## Task directions
Output exactly the lines that run from the line with "Label every yellow plastic" to the end of the material, both ends included, and no other lines.

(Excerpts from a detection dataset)

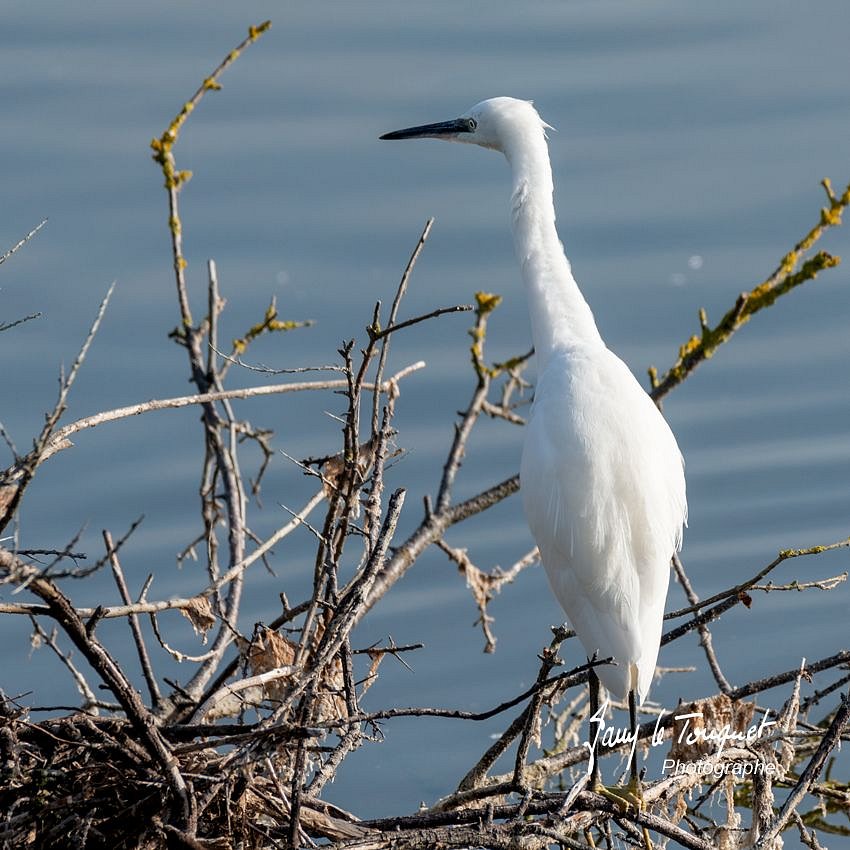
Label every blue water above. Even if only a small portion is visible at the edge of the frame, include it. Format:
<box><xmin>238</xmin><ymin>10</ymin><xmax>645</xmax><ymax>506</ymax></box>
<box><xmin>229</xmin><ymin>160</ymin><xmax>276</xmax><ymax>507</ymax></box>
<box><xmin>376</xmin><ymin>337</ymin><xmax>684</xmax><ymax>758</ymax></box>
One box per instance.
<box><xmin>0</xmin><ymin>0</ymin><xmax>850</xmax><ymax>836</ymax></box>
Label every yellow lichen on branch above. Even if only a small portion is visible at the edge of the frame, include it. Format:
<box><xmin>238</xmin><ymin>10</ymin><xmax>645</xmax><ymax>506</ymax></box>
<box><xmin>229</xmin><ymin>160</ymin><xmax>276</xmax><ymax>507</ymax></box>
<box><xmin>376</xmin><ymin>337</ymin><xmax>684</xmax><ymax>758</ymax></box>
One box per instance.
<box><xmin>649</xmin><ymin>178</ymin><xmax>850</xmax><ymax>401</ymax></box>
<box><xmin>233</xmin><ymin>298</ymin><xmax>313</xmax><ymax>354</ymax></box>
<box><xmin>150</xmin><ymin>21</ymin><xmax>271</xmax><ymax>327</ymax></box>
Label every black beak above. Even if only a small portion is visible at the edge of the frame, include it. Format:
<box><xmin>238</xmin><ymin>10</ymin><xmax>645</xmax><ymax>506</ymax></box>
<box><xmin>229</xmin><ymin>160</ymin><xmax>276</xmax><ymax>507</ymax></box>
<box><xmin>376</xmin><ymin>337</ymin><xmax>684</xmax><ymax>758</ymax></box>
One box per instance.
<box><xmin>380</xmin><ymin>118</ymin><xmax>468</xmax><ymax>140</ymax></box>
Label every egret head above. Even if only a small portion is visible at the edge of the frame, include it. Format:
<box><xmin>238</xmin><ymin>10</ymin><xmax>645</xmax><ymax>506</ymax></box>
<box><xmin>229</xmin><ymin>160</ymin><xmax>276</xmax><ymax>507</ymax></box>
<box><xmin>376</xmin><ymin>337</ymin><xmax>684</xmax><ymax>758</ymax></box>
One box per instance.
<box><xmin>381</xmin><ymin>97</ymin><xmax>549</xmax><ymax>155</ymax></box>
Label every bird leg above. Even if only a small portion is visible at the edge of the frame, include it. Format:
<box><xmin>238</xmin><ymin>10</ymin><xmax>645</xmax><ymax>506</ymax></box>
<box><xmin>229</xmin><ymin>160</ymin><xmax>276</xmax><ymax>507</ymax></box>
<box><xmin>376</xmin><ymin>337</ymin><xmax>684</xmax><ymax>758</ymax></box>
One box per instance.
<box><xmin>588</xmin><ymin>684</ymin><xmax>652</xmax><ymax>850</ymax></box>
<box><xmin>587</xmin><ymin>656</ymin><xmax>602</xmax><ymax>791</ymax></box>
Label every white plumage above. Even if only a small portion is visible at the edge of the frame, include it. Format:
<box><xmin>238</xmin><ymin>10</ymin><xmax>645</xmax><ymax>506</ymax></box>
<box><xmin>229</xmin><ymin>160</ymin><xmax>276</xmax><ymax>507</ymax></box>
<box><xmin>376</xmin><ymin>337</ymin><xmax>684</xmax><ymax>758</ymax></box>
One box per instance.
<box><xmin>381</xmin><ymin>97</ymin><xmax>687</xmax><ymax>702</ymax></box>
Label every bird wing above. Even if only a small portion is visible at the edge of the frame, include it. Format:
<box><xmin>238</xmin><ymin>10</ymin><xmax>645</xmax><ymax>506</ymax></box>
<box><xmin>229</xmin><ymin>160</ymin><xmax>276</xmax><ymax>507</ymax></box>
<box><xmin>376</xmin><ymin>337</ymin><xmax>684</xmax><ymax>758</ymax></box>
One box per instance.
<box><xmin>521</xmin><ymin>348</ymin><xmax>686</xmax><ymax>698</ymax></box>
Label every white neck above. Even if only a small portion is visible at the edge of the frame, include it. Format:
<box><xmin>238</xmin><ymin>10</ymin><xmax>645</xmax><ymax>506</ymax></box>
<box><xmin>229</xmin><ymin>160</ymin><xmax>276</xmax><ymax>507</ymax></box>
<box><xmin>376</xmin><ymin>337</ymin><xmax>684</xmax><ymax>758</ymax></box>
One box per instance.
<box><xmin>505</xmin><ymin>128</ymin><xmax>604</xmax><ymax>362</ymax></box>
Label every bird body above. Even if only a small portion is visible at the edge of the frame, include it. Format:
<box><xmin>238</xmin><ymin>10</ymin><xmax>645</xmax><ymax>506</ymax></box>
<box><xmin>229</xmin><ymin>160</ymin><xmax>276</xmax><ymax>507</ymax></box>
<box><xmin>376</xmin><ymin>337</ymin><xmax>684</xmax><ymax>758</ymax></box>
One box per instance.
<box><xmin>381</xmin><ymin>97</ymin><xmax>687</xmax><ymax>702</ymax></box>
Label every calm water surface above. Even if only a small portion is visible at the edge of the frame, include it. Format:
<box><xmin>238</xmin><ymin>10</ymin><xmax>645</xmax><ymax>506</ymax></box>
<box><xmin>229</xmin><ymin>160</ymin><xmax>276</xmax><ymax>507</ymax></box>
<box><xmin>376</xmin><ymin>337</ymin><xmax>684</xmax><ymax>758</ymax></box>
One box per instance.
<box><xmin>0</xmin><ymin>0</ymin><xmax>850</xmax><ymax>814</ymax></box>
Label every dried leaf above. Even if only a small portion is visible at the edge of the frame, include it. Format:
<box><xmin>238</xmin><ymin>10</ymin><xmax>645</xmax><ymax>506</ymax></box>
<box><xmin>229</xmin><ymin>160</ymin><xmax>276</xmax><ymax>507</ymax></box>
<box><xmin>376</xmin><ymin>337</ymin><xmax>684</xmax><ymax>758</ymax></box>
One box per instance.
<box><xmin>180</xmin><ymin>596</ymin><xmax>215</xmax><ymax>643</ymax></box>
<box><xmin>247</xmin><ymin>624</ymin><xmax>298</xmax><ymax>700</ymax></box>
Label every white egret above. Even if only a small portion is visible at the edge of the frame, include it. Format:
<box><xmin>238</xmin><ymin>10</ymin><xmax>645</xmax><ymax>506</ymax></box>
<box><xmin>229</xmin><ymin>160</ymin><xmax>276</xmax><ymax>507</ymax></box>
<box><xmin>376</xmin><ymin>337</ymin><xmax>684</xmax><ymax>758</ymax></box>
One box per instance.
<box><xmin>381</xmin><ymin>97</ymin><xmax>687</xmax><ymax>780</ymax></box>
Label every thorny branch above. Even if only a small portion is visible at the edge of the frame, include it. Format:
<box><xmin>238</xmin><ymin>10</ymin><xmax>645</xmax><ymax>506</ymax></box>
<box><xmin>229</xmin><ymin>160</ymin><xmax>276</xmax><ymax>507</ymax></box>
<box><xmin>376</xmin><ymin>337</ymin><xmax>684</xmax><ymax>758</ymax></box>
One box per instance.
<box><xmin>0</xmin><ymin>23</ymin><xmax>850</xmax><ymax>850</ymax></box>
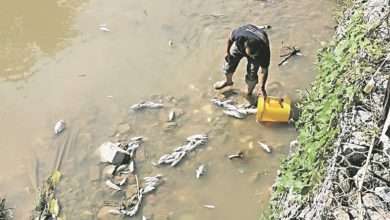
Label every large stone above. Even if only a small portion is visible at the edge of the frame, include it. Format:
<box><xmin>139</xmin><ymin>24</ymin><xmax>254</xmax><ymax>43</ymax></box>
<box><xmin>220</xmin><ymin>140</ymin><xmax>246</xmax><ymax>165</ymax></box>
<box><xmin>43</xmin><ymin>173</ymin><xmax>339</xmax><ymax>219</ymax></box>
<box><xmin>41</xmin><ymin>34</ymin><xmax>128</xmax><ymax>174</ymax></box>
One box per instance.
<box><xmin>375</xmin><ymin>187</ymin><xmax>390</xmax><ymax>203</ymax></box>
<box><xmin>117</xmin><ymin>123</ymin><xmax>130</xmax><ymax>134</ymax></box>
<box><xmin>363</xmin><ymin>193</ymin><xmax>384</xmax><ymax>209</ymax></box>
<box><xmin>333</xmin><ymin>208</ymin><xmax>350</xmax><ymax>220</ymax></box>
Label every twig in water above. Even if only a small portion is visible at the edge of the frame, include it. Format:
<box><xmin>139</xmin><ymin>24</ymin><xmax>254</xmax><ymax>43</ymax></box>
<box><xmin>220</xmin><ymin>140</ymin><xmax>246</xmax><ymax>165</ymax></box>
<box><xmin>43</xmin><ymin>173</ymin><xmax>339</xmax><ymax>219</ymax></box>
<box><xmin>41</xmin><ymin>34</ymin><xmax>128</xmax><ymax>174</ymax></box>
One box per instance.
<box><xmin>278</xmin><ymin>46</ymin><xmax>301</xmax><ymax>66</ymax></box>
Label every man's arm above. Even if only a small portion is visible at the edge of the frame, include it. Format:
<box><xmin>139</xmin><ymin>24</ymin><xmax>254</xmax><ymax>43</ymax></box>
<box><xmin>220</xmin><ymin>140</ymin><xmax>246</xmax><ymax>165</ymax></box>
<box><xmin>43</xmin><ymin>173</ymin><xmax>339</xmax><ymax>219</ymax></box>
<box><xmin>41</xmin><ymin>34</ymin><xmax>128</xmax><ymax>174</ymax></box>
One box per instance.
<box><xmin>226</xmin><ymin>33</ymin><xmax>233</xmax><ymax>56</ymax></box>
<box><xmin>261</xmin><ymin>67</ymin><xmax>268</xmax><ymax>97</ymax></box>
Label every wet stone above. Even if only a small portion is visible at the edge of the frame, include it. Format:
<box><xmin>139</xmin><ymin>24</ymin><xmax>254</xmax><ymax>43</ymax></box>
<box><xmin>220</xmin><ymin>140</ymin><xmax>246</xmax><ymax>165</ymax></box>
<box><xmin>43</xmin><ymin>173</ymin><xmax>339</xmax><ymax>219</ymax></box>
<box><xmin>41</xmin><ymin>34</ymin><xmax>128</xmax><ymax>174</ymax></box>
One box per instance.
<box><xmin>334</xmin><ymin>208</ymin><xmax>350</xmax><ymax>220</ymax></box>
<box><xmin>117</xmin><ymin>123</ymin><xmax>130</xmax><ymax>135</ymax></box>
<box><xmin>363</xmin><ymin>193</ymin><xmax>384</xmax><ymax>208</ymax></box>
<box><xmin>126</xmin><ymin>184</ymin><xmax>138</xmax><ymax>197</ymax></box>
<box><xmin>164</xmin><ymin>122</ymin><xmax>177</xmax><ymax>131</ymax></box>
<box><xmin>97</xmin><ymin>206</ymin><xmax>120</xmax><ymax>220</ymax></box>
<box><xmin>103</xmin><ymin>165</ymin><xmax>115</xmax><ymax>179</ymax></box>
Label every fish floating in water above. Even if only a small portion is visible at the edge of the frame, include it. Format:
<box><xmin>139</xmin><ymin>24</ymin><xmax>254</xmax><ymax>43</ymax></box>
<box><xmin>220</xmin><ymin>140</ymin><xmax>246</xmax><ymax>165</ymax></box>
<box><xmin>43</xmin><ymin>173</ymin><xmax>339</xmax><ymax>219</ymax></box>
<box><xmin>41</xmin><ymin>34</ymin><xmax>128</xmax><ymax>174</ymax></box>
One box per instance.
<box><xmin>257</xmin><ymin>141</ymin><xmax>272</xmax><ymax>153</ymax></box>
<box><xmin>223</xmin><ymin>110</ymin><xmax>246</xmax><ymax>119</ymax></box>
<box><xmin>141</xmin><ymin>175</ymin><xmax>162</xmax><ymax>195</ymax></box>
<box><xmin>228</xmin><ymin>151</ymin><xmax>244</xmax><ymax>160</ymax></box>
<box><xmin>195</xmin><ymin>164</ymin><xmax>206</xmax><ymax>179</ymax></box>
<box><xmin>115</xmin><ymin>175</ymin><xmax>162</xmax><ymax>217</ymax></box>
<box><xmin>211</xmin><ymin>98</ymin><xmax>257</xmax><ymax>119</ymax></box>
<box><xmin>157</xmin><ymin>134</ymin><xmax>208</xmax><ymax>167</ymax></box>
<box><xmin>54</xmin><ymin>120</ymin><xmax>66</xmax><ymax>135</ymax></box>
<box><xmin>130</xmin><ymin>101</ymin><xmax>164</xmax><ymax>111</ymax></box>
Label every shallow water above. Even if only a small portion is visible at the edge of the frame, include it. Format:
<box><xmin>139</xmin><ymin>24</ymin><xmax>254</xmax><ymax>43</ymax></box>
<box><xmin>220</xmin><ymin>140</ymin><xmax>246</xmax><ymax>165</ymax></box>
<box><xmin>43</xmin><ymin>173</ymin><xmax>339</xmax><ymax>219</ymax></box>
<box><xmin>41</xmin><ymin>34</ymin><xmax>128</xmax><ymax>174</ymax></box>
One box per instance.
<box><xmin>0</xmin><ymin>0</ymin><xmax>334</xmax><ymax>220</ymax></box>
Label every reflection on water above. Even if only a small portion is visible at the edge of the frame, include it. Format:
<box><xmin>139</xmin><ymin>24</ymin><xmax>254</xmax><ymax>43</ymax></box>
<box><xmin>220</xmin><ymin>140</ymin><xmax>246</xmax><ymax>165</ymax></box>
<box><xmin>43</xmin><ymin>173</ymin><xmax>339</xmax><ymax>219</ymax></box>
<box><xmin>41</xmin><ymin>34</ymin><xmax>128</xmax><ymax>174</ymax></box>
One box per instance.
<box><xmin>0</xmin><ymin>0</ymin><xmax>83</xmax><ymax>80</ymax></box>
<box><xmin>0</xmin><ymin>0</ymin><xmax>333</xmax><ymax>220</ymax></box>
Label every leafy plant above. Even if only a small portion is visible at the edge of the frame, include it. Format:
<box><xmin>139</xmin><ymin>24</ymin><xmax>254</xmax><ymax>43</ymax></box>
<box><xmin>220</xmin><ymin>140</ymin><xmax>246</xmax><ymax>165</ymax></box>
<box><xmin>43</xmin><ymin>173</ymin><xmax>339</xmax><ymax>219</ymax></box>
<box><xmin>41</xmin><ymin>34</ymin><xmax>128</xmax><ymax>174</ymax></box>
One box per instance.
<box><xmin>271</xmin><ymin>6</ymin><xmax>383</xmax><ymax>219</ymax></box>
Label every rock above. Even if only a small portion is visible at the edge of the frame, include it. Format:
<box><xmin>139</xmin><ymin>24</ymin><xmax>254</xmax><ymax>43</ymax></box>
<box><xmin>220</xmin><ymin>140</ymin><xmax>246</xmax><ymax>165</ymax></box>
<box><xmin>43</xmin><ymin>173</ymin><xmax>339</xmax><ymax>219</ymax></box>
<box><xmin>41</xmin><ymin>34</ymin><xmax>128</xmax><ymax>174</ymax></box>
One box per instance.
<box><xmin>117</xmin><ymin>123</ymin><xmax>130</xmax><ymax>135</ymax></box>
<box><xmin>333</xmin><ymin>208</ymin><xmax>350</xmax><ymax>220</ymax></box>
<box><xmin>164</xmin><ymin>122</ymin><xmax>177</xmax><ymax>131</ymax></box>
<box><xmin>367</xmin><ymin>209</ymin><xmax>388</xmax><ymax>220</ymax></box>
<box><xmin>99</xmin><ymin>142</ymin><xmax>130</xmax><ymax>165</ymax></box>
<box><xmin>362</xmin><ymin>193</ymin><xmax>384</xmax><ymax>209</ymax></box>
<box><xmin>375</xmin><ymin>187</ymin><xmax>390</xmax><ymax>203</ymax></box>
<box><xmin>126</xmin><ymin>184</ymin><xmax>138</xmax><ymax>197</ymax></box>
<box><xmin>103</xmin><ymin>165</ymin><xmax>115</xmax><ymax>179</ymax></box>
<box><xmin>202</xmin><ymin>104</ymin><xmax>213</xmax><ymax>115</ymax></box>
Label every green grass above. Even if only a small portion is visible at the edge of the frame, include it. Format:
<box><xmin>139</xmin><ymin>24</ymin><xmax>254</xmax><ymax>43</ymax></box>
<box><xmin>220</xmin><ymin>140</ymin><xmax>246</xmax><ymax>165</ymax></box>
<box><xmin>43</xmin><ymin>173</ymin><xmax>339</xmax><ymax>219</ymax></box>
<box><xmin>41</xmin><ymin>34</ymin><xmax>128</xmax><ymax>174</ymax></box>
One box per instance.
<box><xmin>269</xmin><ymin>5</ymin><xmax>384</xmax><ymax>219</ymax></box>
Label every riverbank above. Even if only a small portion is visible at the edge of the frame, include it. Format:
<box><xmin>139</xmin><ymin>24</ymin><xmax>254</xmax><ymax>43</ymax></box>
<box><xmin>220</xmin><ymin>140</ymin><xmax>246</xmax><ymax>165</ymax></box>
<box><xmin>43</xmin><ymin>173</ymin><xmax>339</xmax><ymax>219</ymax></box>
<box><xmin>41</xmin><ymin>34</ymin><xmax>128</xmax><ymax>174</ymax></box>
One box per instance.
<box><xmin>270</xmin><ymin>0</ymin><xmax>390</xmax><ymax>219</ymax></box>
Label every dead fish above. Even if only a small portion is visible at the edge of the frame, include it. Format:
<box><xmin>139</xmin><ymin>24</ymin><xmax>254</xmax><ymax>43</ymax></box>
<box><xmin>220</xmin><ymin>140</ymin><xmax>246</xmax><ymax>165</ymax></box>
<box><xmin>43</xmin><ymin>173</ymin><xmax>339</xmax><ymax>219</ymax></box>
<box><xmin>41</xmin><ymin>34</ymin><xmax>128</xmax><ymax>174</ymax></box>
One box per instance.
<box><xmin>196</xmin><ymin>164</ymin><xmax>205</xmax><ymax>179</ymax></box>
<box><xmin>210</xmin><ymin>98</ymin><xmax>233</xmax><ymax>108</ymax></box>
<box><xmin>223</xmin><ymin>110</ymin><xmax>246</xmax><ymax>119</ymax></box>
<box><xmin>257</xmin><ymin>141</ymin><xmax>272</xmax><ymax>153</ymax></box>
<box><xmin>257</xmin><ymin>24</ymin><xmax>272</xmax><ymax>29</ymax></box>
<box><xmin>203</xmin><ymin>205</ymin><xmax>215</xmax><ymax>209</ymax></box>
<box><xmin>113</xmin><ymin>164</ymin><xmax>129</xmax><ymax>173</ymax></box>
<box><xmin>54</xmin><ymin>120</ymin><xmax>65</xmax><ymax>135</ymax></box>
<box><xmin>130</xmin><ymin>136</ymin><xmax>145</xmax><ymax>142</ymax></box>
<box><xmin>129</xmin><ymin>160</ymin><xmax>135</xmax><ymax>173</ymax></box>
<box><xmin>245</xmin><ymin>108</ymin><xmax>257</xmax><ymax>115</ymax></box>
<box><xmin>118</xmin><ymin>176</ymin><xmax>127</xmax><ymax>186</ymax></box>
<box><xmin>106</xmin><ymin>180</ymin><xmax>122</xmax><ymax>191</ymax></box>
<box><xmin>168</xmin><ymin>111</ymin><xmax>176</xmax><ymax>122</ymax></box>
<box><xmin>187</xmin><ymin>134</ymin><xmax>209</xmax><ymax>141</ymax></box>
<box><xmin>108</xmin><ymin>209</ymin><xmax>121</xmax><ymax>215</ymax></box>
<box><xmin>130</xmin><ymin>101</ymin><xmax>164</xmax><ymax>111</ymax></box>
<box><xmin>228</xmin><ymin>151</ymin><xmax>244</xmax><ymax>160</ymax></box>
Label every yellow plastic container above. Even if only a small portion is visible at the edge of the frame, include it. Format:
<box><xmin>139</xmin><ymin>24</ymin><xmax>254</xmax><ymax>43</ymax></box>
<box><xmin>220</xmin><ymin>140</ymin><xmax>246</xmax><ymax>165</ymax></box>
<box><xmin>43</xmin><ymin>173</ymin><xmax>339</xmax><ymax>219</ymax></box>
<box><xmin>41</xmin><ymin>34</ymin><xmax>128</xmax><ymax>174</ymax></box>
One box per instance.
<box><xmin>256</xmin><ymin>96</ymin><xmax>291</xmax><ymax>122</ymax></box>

## Result of the task
Label every yellow plastic container above. Even if only a small portion is visible at the edge of the frame, include it. Format:
<box><xmin>139</xmin><ymin>24</ymin><xmax>254</xmax><ymax>43</ymax></box>
<box><xmin>220</xmin><ymin>140</ymin><xmax>246</xmax><ymax>165</ymax></box>
<box><xmin>43</xmin><ymin>173</ymin><xmax>339</xmax><ymax>219</ymax></box>
<box><xmin>41</xmin><ymin>34</ymin><xmax>128</xmax><ymax>174</ymax></box>
One box per instance.
<box><xmin>256</xmin><ymin>96</ymin><xmax>291</xmax><ymax>122</ymax></box>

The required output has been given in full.